BEGIN Material supplied

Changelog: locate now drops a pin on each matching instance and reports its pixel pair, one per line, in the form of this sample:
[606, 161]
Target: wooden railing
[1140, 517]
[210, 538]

END Material supplied

> **Assigned task**
Please retype each entry above exactly as it is written.

> **Exercise response**
Changelog: locate now drops a pin on each matching instance and reports its pixel pair, one per line, in the form of this sample:
[606, 161]
Target: wooden railing
[1140, 517]
[210, 538]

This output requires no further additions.